Dataset excerpt:
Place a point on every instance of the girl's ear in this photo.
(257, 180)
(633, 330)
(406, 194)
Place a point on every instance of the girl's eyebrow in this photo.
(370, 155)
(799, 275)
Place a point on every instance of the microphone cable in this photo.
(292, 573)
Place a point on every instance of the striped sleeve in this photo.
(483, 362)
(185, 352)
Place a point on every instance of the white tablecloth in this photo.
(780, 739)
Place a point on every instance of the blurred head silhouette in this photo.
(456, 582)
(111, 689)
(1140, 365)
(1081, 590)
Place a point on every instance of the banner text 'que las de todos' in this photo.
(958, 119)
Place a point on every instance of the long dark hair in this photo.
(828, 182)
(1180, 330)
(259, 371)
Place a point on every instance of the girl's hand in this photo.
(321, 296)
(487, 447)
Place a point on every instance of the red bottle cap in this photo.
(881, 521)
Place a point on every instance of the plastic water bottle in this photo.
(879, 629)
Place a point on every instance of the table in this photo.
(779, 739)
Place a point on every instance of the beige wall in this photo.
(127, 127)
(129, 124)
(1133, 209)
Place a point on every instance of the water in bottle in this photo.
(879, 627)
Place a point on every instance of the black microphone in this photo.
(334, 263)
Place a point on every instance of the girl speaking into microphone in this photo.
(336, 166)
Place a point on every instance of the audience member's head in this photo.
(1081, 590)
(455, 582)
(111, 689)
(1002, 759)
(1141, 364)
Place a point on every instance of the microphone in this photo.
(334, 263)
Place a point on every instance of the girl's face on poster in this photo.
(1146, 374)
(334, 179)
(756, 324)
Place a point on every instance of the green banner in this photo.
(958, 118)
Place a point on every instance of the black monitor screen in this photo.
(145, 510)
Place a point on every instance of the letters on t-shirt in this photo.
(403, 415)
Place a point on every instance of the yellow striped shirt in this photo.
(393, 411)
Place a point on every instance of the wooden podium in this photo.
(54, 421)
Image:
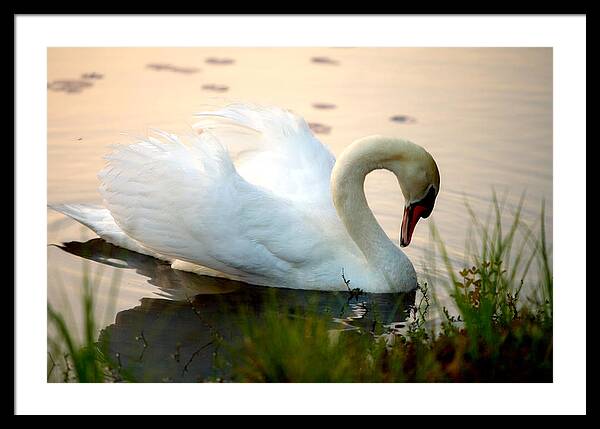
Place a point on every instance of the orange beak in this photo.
(412, 213)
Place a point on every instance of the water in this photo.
(484, 114)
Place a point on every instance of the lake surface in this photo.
(484, 114)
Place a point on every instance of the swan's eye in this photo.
(427, 202)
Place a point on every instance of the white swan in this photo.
(252, 195)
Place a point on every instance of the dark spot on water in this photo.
(70, 86)
(324, 106)
(319, 128)
(215, 87)
(324, 60)
(172, 68)
(219, 61)
(92, 75)
(403, 119)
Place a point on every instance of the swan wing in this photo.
(275, 149)
(184, 198)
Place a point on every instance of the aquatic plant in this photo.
(499, 329)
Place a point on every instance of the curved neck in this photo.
(347, 186)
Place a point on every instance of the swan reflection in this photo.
(178, 336)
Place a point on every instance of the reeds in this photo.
(498, 328)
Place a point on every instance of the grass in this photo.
(499, 328)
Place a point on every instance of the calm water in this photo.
(484, 114)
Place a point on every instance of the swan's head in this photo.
(418, 177)
(415, 168)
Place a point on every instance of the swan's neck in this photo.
(347, 185)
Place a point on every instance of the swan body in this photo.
(252, 195)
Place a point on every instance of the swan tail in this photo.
(99, 220)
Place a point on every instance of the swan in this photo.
(250, 194)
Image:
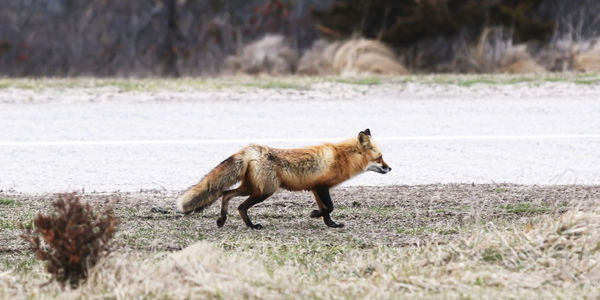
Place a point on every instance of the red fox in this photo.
(263, 170)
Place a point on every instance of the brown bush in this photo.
(359, 56)
(318, 60)
(72, 238)
(270, 55)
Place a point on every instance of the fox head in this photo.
(371, 151)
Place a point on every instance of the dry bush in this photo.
(318, 60)
(362, 56)
(588, 61)
(496, 53)
(72, 238)
(269, 55)
(552, 257)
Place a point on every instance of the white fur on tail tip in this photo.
(180, 201)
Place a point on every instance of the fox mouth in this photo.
(379, 169)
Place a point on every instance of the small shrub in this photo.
(72, 238)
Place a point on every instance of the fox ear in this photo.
(367, 132)
(363, 138)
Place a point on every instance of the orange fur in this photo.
(263, 170)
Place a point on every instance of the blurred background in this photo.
(310, 37)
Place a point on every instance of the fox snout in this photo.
(379, 166)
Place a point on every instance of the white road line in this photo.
(294, 140)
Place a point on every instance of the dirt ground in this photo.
(392, 215)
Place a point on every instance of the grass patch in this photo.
(472, 82)
(7, 225)
(277, 85)
(7, 202)
(524, 207)
(360, 81)
(587, 82)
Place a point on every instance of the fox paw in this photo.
(335, 225)
(316, 213)
(256, 226)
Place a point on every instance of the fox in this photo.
(263, 170)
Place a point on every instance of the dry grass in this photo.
(269, 55)
(362, 56)
(452, 241)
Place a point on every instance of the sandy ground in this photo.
(113, 138)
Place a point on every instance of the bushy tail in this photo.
(208, 190)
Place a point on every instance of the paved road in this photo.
(532, 137)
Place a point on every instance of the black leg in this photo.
(326, 207)
(227, 195)
(243, 209)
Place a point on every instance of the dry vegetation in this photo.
(457, 241)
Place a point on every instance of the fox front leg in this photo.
(325, 207)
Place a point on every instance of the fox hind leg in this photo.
(325, 207)
(251, 201)
(227, 195)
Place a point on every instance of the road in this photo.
(429, 134)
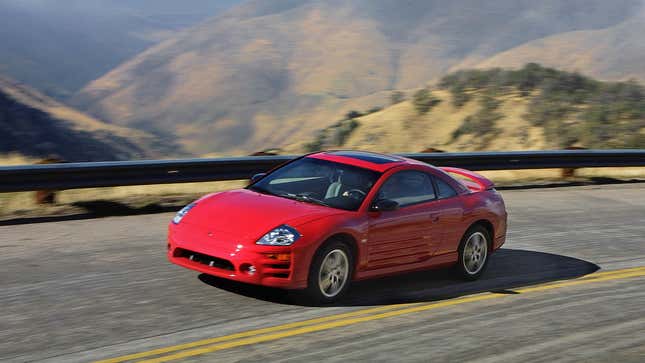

# Short problem
Please rewrite the listing as a numbered list, starting at the line that contains "Place a point on every instance of the fox front" and ending at the last line of the listing. Leave out blank lines and the pictures.

# The output
1. Place a point on every instance of the fox front leg in this photo.
2. (325, 207)
3. Place a point on every instance of the fox hind leg in this photo.
4. (325, 207)
5. (251, 201)
6. (227, 195)
7. Place a point on every instance of the road in this photo.
8. (429, 134)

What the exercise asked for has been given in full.